- WORK REQUEST A: From the family letter below, list every milestone that Brayden is said to have reached this year.
- WORK REQUEST B: Continue the family letter below, starting right after its final sentence.

- TEXT PROVIDED:
Then, school started, this stay-at-home-mom got her groove back (who knew the endless cycle of class parties, field trips, volunteering at school would be so, well, endless?!) and then REALLY, REALLY CRAPPY hit us right between the eyes. We didn’t even see it coming. I won’t go into great detail because let’s be honest; if you’re a good enough friend that you’re on our Christmas card list, then you already know about Kendrie’s leukemia diagnosis. Hands down, no contest, darkest day of our life. Some days it’s easy to keep our heads above water, other days I feel like we’re treading water in the Sea of Optimism with both hands tied behind our backs and a fifty pound boat anchor wrapped around our waists.
I can never in a million years thank all of you for your support during this time. And, going back six months, to your support during Blaine’s convalescence as well. I had no idea how much the encouragement of friends and family would mean to us until the time came when we needed it. Please continue to check in at Kendrie’s web site: www.caringbridge.org/ga/kendrie and also continue to keep our entire family in your prayers. Thank you. Sincerely.
Despite all the upheaval in their lives, the kids have done well this year. Brayden reached lots of milestones – swimming like a fish, reading everything she can get her hands on, learning to blow bubbles with her gum (knock on wood, none stuck in her hair yet) and learning to make farting noises with her armpit (yes, we have cousin Dalton to thank for that one.) She still loves school (1st grade) and Brownies, and played soccer for the first time this year. She spent lots of time (too much time) perfecting her pre-pre-teen behaviors, such as eye rolling, head bobbing, and “flouncing” out of a room. If she wasn’t so genuinely sweet and kind and loving and helpful the rest of the time, I’d have to kill her.

- COLLECTED MATERIAL:
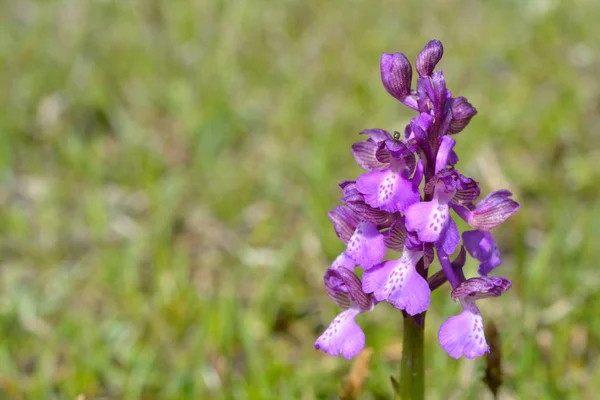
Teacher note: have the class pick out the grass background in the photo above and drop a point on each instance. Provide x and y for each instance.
(166, 170)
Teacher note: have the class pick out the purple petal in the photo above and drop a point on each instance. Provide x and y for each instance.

- EXERCISE ANSWER A:
- Swimming like a fish
- Reading everything she can get her hands on
- Learning to blow bubbles with her gum
- Learning to make farting noises with her armpit

- EXERCISE ANSWER B:
Kellen also perfected the farting armpit skill, and played his first season of t-ball. He’s in kindergarten this year, thinks any joke with the word “toilet” in it is hysterical, and loves bike riding, as evidenced by the thousands of skid marks on my driveway. He also enjoys engaging his father and me in serious philosophical conversations on topics such as: Do trees have families? What makes muscles? Where does underarm hair come from? Are there bathrooms in Heaven? (sigh) Most of all, he’s a sweet little kid who still prefers cuddling with his mom and wrestling with his dad, and we’re going to enjoy it as long as we can.
Prior to her illness this fall, Kendrie was doing a great job keeping up with the other two. Swimming, bike riding, you name it, she wasn’t far behind. After her diagnosis we pulled her out of school and now she and I spend lots of time at home together, working puzzles, playing games, reading, and watching Air Bud (or whatever is her current movie of choice) over and over. And over. It breaks our hearts to see her go through this, so we try to focus on the many special qualities she has, like making us laugh, and plow through one day at a time.
At least our year ended on a high note, as Blaine was promoted to Lt. Colonel the beginning of December. For the third year in a row, he made the squadron commander’s list, and for the third year in a row, circumstances intervened. We have requested, and been granted, a one-year extension here at Warner Robins. Our goal is to keep Kendrie’s treatment in Atlanta, with the same cancer center, as long as possible, since her chemotherapy treatment will last until early 2006. We like Georgia and think the extra stability will be good for all of us.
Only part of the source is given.